About this exercise:
What is the number of lines below that include the string "flesh"? Provide that number alone.

Recorded data:
-*-

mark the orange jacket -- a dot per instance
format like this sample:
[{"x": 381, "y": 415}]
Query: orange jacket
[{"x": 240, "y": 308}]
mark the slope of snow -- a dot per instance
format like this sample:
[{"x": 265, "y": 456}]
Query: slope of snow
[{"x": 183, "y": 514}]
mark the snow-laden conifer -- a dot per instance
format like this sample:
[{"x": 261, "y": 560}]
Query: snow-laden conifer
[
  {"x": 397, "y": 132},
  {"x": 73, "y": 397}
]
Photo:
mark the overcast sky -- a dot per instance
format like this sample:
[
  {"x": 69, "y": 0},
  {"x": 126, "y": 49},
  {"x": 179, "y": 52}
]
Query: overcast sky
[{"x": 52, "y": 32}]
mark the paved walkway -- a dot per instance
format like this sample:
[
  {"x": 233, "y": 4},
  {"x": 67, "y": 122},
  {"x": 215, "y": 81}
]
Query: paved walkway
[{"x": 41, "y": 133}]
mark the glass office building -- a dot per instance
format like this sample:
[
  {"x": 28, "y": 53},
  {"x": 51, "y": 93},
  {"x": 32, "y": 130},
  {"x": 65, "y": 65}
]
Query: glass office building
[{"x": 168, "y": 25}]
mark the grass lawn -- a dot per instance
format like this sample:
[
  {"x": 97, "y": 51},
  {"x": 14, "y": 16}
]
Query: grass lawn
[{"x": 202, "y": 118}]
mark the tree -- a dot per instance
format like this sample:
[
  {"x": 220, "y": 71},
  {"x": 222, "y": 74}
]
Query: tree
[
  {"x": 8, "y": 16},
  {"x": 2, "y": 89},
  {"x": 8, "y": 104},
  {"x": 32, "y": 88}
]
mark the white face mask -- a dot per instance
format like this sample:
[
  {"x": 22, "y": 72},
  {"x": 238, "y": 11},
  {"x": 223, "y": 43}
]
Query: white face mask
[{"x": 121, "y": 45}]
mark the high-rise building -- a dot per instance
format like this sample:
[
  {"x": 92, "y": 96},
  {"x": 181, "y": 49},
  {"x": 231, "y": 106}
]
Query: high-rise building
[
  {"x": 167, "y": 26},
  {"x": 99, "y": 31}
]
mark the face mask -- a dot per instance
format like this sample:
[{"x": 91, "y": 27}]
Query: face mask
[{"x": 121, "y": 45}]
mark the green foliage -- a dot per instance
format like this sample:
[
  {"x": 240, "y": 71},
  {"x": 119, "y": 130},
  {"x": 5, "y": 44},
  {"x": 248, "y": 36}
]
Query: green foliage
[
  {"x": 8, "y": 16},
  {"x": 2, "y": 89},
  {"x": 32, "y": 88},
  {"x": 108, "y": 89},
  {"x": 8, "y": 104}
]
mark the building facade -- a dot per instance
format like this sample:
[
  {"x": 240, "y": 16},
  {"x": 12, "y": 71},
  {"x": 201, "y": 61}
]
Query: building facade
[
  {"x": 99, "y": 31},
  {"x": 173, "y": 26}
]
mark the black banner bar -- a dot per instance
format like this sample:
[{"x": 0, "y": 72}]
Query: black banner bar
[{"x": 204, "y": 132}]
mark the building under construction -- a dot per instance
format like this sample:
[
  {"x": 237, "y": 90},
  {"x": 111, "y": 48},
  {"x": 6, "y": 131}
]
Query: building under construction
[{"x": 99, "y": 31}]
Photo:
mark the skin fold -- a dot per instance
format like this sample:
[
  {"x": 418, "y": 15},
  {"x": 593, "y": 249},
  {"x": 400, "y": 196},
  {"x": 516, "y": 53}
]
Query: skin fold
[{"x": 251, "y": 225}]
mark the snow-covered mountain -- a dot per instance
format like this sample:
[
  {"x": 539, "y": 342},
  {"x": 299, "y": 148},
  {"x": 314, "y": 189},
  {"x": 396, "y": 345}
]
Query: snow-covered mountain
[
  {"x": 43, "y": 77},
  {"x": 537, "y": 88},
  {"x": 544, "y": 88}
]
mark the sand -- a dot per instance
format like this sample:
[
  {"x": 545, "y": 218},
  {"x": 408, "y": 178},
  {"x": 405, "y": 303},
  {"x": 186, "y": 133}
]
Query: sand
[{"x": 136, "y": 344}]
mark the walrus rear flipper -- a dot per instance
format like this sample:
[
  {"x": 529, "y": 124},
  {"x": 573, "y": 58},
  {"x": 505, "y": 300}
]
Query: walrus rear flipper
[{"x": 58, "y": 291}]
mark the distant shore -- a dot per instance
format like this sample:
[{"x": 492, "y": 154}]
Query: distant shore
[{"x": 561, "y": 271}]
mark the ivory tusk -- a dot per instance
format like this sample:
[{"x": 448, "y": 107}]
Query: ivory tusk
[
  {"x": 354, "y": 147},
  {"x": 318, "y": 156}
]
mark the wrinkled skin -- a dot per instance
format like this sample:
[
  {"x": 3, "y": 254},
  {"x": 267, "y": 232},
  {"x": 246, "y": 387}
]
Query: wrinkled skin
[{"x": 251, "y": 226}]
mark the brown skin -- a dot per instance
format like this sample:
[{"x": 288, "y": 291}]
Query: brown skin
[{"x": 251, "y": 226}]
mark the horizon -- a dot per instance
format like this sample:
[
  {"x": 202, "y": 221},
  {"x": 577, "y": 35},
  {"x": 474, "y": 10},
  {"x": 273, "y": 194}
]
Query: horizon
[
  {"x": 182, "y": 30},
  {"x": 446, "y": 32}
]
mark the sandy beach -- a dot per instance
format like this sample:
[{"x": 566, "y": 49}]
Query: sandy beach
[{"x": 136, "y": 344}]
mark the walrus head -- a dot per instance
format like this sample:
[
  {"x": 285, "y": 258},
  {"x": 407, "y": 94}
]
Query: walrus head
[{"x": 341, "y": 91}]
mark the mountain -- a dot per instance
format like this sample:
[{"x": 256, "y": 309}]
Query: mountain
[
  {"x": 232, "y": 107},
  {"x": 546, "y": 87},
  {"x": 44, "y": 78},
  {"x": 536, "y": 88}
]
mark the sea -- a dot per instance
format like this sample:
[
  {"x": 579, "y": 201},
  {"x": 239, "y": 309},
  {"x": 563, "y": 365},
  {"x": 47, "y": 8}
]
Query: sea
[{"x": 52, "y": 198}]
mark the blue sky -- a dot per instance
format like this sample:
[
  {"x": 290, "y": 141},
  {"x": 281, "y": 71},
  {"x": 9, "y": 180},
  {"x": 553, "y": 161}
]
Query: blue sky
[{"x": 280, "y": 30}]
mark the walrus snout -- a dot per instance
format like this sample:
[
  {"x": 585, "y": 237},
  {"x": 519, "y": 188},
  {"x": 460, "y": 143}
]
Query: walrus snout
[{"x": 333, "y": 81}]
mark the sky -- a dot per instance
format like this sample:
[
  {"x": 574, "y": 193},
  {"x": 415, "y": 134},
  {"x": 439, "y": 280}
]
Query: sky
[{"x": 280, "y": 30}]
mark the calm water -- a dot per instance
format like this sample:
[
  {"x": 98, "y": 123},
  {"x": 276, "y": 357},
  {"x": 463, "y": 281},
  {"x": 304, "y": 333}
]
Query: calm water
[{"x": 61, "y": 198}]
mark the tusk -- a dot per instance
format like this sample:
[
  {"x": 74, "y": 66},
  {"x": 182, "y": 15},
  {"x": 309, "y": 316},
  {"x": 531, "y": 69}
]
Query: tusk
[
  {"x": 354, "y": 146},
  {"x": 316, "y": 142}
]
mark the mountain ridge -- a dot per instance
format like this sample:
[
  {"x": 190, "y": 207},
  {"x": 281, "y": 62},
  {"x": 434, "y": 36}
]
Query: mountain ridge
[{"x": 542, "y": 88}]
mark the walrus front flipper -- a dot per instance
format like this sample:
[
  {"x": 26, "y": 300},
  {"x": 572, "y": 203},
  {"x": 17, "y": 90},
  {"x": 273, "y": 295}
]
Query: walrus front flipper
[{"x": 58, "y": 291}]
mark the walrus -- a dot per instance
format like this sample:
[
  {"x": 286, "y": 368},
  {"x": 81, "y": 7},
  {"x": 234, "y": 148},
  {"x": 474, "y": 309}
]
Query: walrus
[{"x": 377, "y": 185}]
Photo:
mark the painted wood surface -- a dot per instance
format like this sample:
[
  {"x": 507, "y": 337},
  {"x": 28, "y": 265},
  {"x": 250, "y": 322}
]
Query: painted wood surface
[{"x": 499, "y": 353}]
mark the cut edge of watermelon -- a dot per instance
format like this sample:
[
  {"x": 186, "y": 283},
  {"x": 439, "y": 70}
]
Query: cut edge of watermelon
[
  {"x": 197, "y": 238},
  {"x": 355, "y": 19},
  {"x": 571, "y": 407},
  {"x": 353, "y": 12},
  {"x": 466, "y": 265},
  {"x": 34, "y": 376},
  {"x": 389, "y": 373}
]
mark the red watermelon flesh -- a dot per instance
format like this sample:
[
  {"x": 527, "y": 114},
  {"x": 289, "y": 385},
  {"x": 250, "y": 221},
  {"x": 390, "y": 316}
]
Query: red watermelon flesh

-*-

Answer to the problem:
2